• **Instruction**
Pick out every line below that contains the word "canyon", and copy each of those lines.

-- Input data start --

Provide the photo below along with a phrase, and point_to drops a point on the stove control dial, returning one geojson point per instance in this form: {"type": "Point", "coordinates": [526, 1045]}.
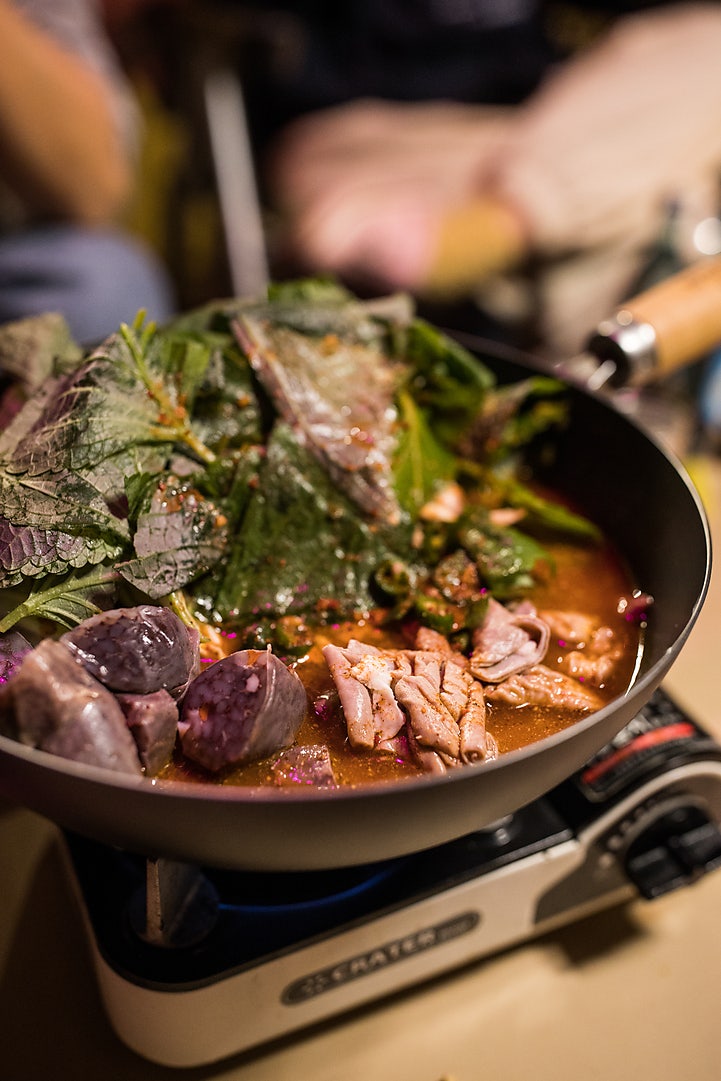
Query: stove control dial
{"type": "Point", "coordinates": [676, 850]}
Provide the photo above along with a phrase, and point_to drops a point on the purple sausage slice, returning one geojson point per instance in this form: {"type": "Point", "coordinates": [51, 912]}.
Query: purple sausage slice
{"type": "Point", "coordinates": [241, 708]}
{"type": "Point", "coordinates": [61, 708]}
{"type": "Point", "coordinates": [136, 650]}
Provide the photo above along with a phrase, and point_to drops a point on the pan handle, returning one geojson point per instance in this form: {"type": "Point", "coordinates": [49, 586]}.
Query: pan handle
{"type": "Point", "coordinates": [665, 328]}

-- Input data end --
-- Input data start --

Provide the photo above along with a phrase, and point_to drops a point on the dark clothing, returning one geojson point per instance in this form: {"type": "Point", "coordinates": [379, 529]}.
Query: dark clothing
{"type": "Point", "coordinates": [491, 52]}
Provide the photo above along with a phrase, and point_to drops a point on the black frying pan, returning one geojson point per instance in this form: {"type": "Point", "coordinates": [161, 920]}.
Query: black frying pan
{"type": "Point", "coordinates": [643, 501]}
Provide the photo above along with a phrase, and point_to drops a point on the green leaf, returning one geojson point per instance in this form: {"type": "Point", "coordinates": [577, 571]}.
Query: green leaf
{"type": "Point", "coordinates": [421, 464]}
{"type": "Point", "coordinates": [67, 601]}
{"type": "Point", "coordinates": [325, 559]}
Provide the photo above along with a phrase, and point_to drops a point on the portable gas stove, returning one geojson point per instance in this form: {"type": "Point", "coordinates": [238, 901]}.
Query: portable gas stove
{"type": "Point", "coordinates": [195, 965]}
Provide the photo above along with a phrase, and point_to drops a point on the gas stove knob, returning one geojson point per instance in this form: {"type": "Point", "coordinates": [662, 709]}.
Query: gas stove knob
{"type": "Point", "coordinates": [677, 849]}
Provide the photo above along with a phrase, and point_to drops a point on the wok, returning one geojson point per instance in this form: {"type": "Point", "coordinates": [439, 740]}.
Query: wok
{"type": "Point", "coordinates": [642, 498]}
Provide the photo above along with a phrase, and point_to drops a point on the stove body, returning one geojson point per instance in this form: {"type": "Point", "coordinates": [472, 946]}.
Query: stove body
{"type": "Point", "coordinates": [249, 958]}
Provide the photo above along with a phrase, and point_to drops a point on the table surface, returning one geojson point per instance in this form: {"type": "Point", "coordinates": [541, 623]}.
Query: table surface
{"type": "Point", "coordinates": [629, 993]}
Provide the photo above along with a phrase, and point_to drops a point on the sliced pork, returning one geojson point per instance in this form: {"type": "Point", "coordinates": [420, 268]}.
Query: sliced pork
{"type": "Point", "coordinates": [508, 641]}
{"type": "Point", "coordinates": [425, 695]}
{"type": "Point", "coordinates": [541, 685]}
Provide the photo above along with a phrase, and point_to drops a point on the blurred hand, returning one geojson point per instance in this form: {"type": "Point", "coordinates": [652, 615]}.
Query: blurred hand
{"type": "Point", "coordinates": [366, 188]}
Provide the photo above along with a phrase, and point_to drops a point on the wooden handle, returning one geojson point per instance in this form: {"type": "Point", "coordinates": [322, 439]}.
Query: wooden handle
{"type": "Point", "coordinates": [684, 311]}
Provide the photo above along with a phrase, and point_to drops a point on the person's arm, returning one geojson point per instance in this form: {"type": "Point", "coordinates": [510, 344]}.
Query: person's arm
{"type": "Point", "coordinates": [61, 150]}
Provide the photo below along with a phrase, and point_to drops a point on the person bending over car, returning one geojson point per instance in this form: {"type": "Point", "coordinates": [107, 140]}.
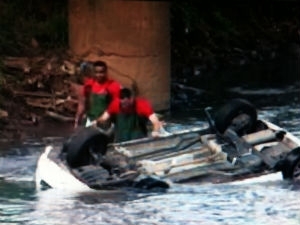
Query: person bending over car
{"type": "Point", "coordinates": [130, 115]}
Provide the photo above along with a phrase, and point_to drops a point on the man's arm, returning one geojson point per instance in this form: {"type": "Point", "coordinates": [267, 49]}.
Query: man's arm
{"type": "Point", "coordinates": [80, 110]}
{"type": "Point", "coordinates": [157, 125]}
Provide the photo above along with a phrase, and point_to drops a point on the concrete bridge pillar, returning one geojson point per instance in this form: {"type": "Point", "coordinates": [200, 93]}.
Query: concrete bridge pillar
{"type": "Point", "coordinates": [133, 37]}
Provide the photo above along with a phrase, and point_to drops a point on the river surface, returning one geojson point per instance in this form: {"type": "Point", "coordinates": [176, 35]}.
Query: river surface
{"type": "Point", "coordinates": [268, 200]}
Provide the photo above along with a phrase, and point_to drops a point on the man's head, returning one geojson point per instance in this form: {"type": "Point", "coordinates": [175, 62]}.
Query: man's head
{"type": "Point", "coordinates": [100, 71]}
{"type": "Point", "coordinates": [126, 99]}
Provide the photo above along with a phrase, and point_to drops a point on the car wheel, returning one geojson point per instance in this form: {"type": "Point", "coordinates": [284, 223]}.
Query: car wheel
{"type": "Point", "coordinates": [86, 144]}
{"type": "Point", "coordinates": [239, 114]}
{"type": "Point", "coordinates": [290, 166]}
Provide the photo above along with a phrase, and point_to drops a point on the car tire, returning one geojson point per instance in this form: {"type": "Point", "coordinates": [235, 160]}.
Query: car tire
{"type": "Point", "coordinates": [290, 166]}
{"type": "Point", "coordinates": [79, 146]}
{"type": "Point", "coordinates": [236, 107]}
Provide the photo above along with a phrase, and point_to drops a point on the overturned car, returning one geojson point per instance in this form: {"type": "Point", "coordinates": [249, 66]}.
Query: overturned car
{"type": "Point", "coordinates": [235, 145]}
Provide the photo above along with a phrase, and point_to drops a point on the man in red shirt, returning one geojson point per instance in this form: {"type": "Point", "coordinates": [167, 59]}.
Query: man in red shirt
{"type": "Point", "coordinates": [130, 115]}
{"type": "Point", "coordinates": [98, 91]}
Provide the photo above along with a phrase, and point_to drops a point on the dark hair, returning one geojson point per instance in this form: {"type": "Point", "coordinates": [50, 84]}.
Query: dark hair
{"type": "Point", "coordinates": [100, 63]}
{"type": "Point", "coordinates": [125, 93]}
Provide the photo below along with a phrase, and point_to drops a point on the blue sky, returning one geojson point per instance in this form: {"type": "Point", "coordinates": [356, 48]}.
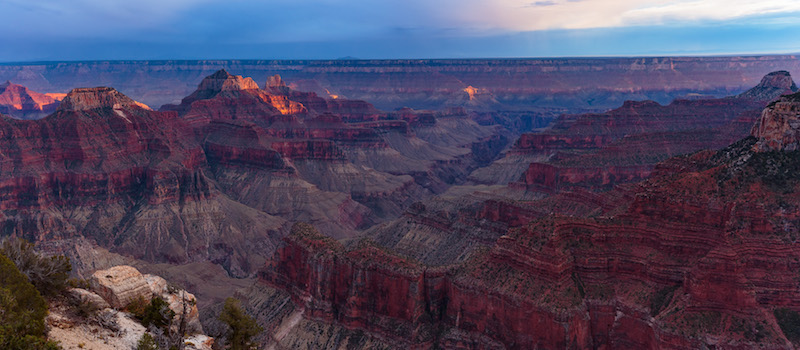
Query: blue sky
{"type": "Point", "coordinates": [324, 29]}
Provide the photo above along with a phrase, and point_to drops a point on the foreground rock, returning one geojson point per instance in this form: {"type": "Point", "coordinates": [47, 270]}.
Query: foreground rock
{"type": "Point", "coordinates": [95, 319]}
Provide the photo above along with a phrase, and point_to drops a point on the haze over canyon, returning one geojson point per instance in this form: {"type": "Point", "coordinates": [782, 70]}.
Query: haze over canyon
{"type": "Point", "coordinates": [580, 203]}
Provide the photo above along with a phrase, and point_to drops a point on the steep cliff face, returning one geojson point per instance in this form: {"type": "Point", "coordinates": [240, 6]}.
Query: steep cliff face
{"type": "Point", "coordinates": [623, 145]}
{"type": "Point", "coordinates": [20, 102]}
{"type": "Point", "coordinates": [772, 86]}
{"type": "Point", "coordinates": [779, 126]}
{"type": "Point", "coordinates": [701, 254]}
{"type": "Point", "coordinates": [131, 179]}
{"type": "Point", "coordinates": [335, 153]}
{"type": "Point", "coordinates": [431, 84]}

-- Input data end --
-- Input data start --

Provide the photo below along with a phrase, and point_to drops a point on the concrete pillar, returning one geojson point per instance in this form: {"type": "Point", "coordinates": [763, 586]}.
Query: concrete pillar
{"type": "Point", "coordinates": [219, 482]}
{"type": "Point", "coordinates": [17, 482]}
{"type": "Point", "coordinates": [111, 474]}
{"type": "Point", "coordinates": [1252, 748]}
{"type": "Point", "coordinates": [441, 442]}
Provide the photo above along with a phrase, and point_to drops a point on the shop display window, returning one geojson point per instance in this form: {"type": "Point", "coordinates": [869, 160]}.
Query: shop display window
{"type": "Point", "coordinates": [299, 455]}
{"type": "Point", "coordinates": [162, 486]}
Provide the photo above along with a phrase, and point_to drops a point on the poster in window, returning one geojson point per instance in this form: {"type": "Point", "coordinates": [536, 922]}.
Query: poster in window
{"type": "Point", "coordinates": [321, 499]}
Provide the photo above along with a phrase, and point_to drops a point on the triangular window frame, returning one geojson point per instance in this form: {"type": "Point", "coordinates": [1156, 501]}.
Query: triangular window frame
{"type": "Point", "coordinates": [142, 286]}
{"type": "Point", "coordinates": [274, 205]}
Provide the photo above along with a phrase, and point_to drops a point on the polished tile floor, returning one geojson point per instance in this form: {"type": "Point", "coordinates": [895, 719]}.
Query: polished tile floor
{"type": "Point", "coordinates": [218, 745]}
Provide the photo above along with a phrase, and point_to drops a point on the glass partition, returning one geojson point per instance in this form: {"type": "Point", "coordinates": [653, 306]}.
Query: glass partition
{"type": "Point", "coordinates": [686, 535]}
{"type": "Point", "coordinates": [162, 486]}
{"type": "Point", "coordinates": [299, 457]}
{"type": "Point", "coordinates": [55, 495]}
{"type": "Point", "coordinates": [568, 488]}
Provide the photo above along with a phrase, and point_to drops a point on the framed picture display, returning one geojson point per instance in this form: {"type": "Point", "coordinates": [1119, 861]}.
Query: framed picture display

-- Input data end --

• **Finished answer**
Provide the photo above along with a phrase, and point_to drops a point on the haze over canyon, returning one geojson point per instance in this form: {"type": "Point", "coordinates": [782, 70]}.
Query: haze over canyon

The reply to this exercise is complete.